■ Exercise brief: Print every record below exactly, minus the pictures.

■ Provided records:

────────────────

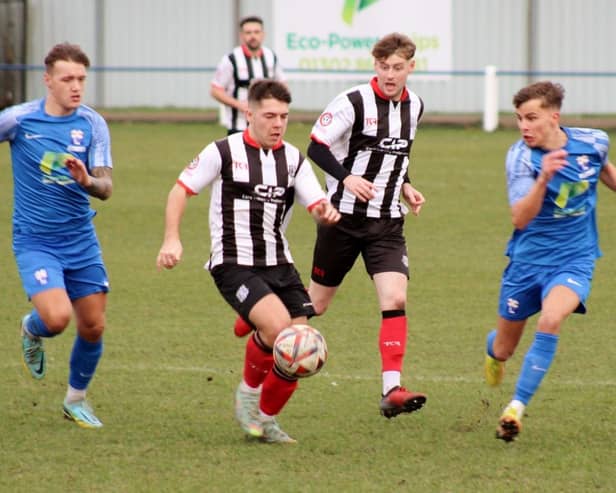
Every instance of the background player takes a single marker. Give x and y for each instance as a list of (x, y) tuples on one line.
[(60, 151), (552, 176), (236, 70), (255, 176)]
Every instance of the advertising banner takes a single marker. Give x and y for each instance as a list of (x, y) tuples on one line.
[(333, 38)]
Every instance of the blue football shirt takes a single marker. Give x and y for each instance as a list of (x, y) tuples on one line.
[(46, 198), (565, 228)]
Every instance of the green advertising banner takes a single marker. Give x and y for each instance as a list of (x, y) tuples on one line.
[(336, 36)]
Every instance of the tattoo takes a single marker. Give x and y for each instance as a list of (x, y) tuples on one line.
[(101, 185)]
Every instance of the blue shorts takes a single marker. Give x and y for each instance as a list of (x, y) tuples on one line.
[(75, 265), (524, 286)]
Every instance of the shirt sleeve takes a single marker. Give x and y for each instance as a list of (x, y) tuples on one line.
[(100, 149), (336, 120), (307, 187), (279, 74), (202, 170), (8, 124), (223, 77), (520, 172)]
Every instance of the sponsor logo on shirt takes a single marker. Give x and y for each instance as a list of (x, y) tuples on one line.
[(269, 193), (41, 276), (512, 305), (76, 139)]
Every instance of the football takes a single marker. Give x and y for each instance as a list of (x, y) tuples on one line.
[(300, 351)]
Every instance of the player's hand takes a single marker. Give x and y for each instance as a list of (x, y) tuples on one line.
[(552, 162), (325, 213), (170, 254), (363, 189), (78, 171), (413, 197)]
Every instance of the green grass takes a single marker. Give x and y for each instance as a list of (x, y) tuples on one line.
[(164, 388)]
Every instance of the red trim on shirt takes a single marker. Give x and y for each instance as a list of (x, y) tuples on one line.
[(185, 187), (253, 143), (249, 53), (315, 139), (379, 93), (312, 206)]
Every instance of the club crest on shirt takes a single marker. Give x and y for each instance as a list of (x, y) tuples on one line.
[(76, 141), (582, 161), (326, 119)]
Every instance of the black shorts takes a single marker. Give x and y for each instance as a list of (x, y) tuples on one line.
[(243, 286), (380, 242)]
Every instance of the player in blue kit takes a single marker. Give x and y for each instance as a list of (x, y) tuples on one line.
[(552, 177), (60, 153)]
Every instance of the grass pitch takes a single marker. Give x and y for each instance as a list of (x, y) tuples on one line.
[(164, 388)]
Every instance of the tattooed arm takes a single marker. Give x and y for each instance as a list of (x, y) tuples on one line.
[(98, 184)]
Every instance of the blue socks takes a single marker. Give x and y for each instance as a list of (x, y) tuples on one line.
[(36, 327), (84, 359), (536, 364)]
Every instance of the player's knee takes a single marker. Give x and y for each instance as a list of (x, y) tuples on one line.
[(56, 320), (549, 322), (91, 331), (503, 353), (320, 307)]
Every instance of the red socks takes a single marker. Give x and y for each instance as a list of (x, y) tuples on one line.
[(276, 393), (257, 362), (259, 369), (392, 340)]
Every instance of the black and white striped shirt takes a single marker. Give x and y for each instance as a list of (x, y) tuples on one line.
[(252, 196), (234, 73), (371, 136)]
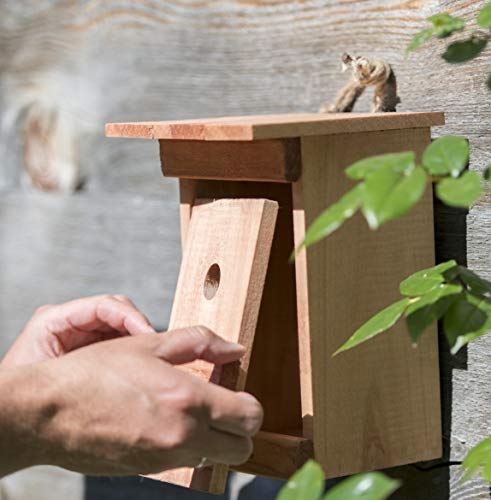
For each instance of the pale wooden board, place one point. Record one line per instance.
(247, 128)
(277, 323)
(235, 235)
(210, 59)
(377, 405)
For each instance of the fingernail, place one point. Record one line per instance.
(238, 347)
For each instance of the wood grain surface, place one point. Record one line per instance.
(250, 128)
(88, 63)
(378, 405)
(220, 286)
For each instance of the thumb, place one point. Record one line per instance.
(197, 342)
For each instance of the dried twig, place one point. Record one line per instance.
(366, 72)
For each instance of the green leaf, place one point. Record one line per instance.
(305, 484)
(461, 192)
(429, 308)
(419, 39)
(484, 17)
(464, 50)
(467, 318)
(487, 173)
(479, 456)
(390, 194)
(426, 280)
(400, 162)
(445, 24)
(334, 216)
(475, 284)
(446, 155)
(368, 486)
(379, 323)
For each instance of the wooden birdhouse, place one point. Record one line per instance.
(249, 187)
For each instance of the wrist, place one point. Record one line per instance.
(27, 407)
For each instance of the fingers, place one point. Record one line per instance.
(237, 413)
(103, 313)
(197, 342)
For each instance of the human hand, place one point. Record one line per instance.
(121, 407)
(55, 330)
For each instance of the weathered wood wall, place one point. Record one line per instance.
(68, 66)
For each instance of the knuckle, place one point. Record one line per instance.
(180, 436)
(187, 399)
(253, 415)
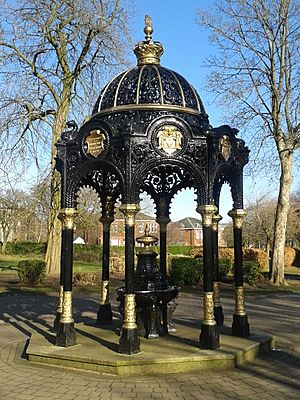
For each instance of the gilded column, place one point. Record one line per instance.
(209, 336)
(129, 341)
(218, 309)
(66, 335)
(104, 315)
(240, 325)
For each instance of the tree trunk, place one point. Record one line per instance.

────────────────

■ Task answer:
Every instance of the background player takes a single marker. Give x and y for each instance as a list of (x, y) tuples on one line.
[(60, 151), (552, 176), (236, 70), (255, 176)]
Every instance of the advertising banner takes a single marker. Give x and y for each instance as a list of (x, y) tuples on one line.
[(333, 38)]
Every instance of the blue football shirt takes a single marker. Give x and y for each instance as a list of (x, y) tuples on one line.
[(46, 198), (565, 228)]
Every instance of the green advertising banner takes a single marker. Give x and y for each instance as a list of (x, y) tuples on one line.
[(336, 36)]
Every instance of the tattoo takes a single marker. Give x and y for each instance as a list of (x, y) tuples on one line.
[(101, 185)]
Every instance of the blue shorts takes a single marker. Give x and y for each instance as a list of (x, y) tuples on one line.
[(75, 265), (524, 286)]
Every instance of the shirt sleeve takes a single marker. Give x and y for each instance as a list of (x, y) tuples on one line.
[(100, 149), (336, 120), (307, 187), (279, 74), (202, 170), (8, 124), (223, 77), (520, 172)]
Every instance of the sponsor logo on shirt takes a single marker. Give x and y for each instance as a list of (x, y) tuples on one line.
[(269, 193), (41, 276), (512, 305), (76, 139)]
Every instance of the football takes a single marker. Give x and y for each instance as a list of (x, y) tuples on one line.
[(300, 351)]
Every instance of the player's hand takes a single marker. Give x and y for each instance as a list of (x, y) tuples on one line.
[(552, 162), (325, 213), (170, 254), (363, 189), (78, 171), (413, 197)]
Every instance of the green grass takes a single marker. Give x and y for each instance as a list of (x, y) tuples on one line.
[(164, 388)]
Every instance of the red trim on shirt takes a single marker. Give x and y for each instance as a list of (x, y) tuples on one line.
[(185, 187), (253, 143), (249, 53), (315, 139), (379, 93), (312, 206)]
Every instance of the club crest on shirt takes a single marker. Give x and y for each instance as a list of (x, y) tuples on one line.
[(76, 141), (582, 161), (326, 119)]
Every instance of the black shorts takes a single marker. Give x and y for each instance as a list of (x, y) tuples on one line.
[(243, 286), (380, 242)]
Every instance of the player in blue kit takes a single marker. Give x and y for each instance as a list of (x, y) tuples on one line.
[(552, 177), (60, 153)]
Every instance of the grass pitch takes a single marker. Give x and y for each instance as a list of (x, y) tuples on one line.
[(164, 388)]
Every instance of the tattooed arm takes a single marker. Give x and y for each instance as a list of (x, y) tuples on one line.
[(98, 184)]
Every instance of the blue socks takes a single marker. Give x and y for each instance as a list of (x, y) tuples on one line.
[(36, 327), (84, 359), (536, 364)]
Every instance of the player's knee takes a single marker. Give x and y for each instance as a list of (x, y) tuples on one line.
[(56, 320), (549, 322), (91, 331), (503, 353), (320, 307)]
Every instance of the red socks takes a single marker. Give x and y for each instance as a list of (x, y) tuples on one line.
[(276, 393), (257, 362), (259, 369), (392, 340)]
Every instance of the black and white striped shirt takes a single marker. Give x and y for each instance as a list of (x, y) tuples on one line.
[(252, 196), (234, 73), (371, 136)]
For each instance of the pale wooden board, place one point. Record one line per instance.
(247, 128)
(277, 323)
(235, 235)
(210, 59)
(377, 405)
For each instance of the fingernail, place one point. Record one line per instance.
(238, 347)
For each instance of the wood grain surface, place one point. Record one line per instance.
(250, 128)
(88, 63)
(378, 405)
(220, 286)
For each instance of the thumb, place one point. Record one line per instance.
(197, 342)
For each instance of the dried twig, place one point. Record one line per instance.
(366, 72)
For each instance of the green leaf, place one point. Record one line per instance.
(305, 484)
(461, 192)
(429, 308)
(419, 39)
(484, 17)
(464, 50)
(467, 318)
(487, 173)
(479, 456)
(390, 194)
(426, 280)
(400, 162)
(445, 24)
(334, 216)
(475, 284)
(446, 155)
(368, 486)
(379, 323)
For each instance of the wooden birdhouse, place one point. Record one line per instance.
(249, 187)
For each instance of the wrist, place one point. Record one line per instance.
(27, 407)
For each instance of the fingers, place one point. Record one line per instance.
(237, 413)
(103, 313)
(197, 342)
For each instance of the human hand, place one point. Record one line per instance.
(121, 407)
(55, 330)
For each instance of the weathered wood wall, place one point. Record one line per instance.
(68, 66)
For each instance of the knuckle, place one point. Record one line per instance.
(180, 436)
(187, 399)
(253, 415)
For each instance of the gilded column, place one point. Record one line per instance.
(209, 336)
(129, 341)
(218, 309)
(66, 335)
(104, 315)
(240, 325)
For each instance of the tree trunk, place one point. Record one line per instance.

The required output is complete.